Page text:
#####
Perhaps even more telling, voters opted against retaining Democrat-backed state Supreme Court Justice Thomas Kilbride, the first time a sitting justice lost a bid for retention in the state’s history.
The Reddest Reds
Utah, widely considered one of the deepest red states, voted for Trump as expected and did so by an even wider margin than in 2016. However, voters were less enthusiastic about down-ballot Republican candidates than in previous years. Republican former Lieutenant Governor Spencer Cox won the gubernatorial race, but his margin of victory was 3 percent less than when he ran with Gary Herbert in 2016. Furthermore, it was one of the few races in the country where the portion of votes going to third-party candidates increased compared to the previous cycle.
In Texas, Trump received more total votes this cycle than last but with a narrower margin of victory than in 2016. More surprisingly, while incumbent Republican Senator John Cornyn won reelection, he did so with a significantly smaller portion of the votes: 53.6 percent compared to 61.6 percent in 2014.
Similarly, a bigger proportion of North Dakota voters chose Trump this election than last. But while Republican Governor Doug Burgum overwhelmingly won his bid for reelection with 69.2 percent of the vote, he actually received 24,000 fewer votes and over 7 percent less of the total than when ran in 2016.
Montana voters once again chose Trump, but Biden took nearly 5 percent more of the total compared to Clinton’s run in 2016. But, while Republican Greg Gianforte won the gubernatorial race (after losing to the Democratic governor in 2016) and Republican Steve Daines held onto his seat in the U.S. Senate, he did so with a 3 percent smaller margin of victory, with the Democratic nominee earning 5 percent more in the 2020 election than in 2014. A majority of voters also approved a ballot measure legalizing recreational marijuana for adults.
Trump also won again with voters in Oklahoma, and voters also reelected Republican Senator Jim Inhofe. But Inhofe’s margin of victory shrunk by greater than 5 percent while the share of votes to the Democratic candidate increased four percent compared to 2014.
#####
Saved data entries:

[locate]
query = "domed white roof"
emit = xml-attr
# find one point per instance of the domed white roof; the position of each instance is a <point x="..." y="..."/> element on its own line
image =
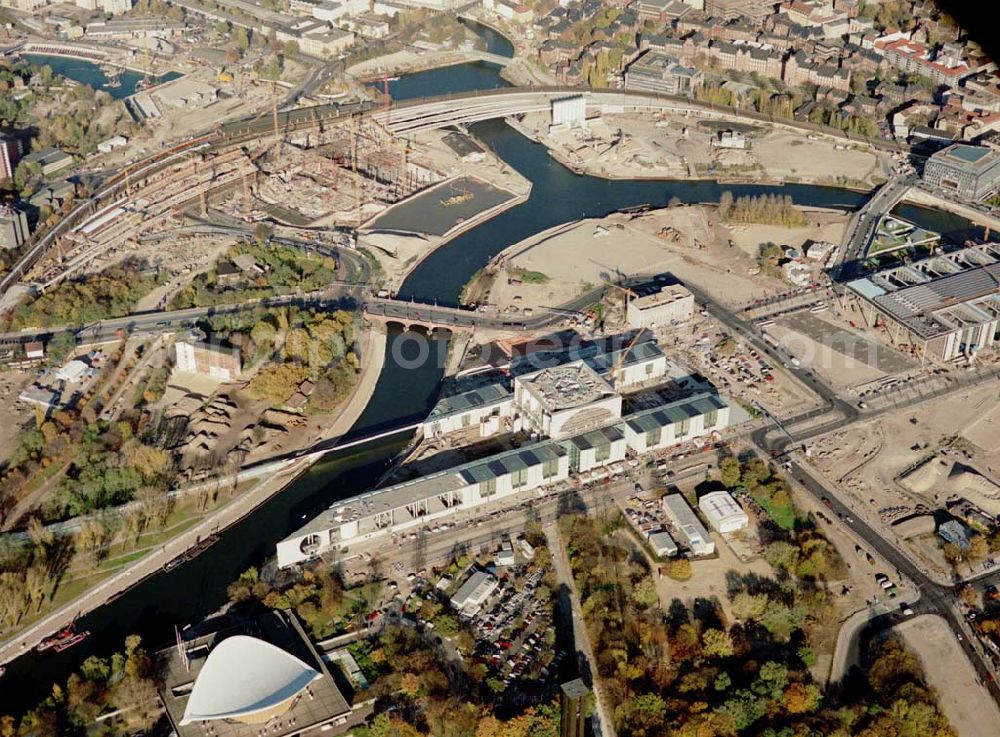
<point x="244" y="676"/>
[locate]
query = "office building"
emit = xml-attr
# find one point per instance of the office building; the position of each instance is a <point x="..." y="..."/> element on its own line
<point x="469" y="409"/>
<point x="680" y="421"/>
<point x="970" y="172"/>
<point x="946" y="306"/>
<point x="566" y="400"/>
<point x="10" y="154"/>
<point x="753" y="10"/>
<point x="656" y="72"/>
<point x="472" y="594"/>
<point x="50" y="160"/>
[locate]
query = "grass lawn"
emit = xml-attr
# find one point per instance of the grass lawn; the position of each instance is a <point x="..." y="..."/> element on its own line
<point x="782" y="514"/>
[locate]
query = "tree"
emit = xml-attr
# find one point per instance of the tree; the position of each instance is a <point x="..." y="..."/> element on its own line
<point x="979" y="548"/>
<point x="801" y="698"/>
<point x="730" y="469"/>
<point x="749" y="606"/>
<point x="717" y="644"/>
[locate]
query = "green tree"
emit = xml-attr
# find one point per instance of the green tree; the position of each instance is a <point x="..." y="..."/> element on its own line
<point x="730" y="469"/>
<point x="717" y="644"/>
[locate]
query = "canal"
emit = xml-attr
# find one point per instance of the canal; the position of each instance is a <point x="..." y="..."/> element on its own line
<point x="92" y="75"/>
<point x="402" y="395"/>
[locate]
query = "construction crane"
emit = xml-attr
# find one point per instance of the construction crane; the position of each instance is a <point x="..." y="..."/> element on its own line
<point x="616" y="370"/>
<point x="628" y="292"/>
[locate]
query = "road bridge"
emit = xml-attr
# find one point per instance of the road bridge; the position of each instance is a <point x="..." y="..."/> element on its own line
<point x="470" y="107"/>
<point x="862" y="226"/>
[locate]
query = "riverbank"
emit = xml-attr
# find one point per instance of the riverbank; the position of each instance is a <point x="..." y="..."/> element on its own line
<point x="672" y="145"/>
<point x="405" y="234"/>
<point x="281" y="475"/>
<point x="565" y="261"/>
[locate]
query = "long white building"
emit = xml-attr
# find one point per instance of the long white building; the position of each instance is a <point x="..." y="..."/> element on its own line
<point x="686" y="419"/>
<point x="571" y="406"/>
<point x="686" y="523"/>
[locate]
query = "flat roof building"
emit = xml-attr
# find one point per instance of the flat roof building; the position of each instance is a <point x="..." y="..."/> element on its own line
<point x="196" y="357"/>
<point x="656" y="72"/>
<point x="50" y="160"/>
<point x="472" y="594"/>
<point x="672" y="304"/>
<point x="970" y="172"/>
<point x="663" y="545"/>
<point x="686" y="523"/>
<point x="424" y="500"/>
<point x="566" y="400"/>
<point x="723" y="512"/>
<point x="670" y="424"/>
<point x="468" y="409"/>
<point x="947" y="304"/>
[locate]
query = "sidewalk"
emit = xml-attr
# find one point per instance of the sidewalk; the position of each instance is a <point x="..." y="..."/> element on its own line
<point x="604" y="727"/>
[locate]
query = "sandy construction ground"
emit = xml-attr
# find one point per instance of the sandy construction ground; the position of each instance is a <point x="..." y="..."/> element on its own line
<point x="824" y="226"/>
<point x="684" y="241"/>
<point x="785" y="154"/>
<point x="672" y="146"/>
<point x="967" y="705"/>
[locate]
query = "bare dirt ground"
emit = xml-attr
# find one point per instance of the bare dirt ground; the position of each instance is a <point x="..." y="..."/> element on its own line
<point x="674" y="146"/>
<point x="785" y="154"/>
<point x="823" y="226"/>
<point x="399" y="253"/>
<point x="867" y="460"/>
<point x="967" y="705"/>
<point x="13" y="413"/>
<point x="577" y="256"/>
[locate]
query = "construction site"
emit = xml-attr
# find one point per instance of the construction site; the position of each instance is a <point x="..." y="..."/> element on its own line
<point x="320" y="183"/>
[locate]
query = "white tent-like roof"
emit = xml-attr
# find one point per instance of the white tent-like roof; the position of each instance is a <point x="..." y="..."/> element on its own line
<point x="247" y="680"/>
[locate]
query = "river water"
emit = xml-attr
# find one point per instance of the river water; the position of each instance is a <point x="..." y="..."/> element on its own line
<point x="91" y="74"/>
<point x="402" y="395"/>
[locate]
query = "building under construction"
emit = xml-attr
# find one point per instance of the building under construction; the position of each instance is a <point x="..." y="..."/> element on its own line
<point x="942" y="308"/>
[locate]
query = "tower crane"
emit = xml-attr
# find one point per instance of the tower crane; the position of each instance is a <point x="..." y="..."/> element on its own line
<point x="616" y="370"/>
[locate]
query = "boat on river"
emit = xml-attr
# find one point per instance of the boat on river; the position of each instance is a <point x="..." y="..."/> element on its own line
<point x="65" y="638"/>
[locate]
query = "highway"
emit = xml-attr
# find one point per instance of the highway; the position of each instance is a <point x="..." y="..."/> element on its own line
<point x="863" y="224"/>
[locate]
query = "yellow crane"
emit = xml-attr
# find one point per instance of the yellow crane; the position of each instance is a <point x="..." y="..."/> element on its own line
<point x="616" y="370"/>
<point x="628" y="292"/>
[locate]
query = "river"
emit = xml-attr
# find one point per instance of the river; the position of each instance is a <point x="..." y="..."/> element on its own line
<point x="402" y="395"/>
<point x="91" y="74"/>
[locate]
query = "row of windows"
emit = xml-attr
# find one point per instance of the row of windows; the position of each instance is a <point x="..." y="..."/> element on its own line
<point x="654" y="436"/>
<point x="519" y="478"/>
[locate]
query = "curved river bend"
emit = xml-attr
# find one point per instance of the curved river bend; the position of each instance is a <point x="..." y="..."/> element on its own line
<point x="195" y="589"/>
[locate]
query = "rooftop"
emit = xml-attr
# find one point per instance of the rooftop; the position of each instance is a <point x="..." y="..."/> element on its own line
<point x="257" y="670"/>
<point x="564" y="387"/>
<point x="399" y="495"/>
<point x="939" y="294"/>
<point x="481" y="397"/>
<point x="975" y="158"/>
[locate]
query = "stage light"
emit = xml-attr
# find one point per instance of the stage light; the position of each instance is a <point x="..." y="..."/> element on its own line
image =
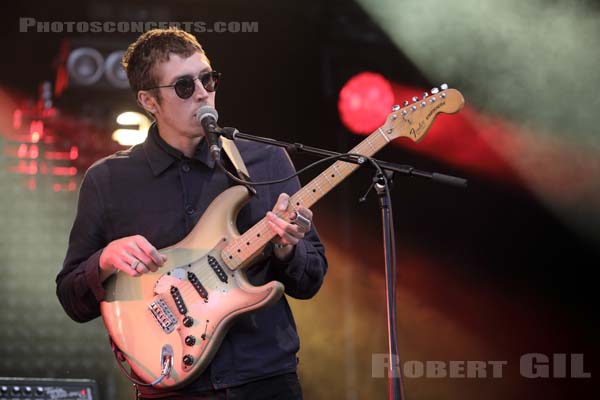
<point x="114" y="72"/>
<point x="365" y="101"/>
<point x="85" y="65"/>
<point x="131" y="136"/>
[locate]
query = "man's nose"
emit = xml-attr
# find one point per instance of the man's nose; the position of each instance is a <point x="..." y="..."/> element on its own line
<point x="200" y="92"/>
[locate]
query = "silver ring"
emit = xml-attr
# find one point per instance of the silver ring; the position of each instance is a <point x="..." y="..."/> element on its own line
<point x="302" y="221"/>
<point x="134" y="265"/>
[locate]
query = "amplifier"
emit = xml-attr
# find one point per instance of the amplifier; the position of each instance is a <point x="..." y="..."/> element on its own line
<point x="48" y="389"/>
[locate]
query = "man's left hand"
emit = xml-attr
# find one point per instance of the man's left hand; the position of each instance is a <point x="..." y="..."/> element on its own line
<point x="288" y="233"/>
#####
Tasks to perform:
**A.** Based on the election text, decide whether each statement agrees with it: (i) Spencer Cox's margin of victory was 3 percent less than in 2016; (ii) John Cornyn won reelection with a larger share of the vote than in 2014; (iii) Doug Burgum received more votes than in 2016. For each, answer yes or no and quote the deciding words.
**B.** Reproduce the part of the election text starting at "The Reddest Reds" and ending at "percent in 2014.".

Answers to each task:
**A.**
(i) Yes: "his margin of victory was 3 percent less than when he ran with Gary Herbert in 2016"
(ii) No: "53.6 percent compared to 61.6 percent in 2014"
(iii) No: "he actually received 24,000 fewer votes"

**B.**
The Reddest Reds
Utah, widely considered one of the deepest red states, voted for Trump as expected and did so by an even wider margin than in 2016. However, voters were less enthusiastic about down-ballot Republican candidates than in previous years. Republican former Lieutenant Governor Spencer Cox won the gubernatorial race, but his margin of victory was 3 percent less than when he ran with Gary Herbert in 2016. Furthermore, it was one of the few races in the country where the portion of votes going to third-party candidates increased compared to the previous cycle.
In Texas, Trump received more total votes this cycle than last but with a narrower margin of victory than in 2016. More surprisingly, while incumbent Republican Senator John Cornyn won reelection, he did so with a significantly smaller portion of the votes: 53.6 percent compared to 61.6 percent in 2014.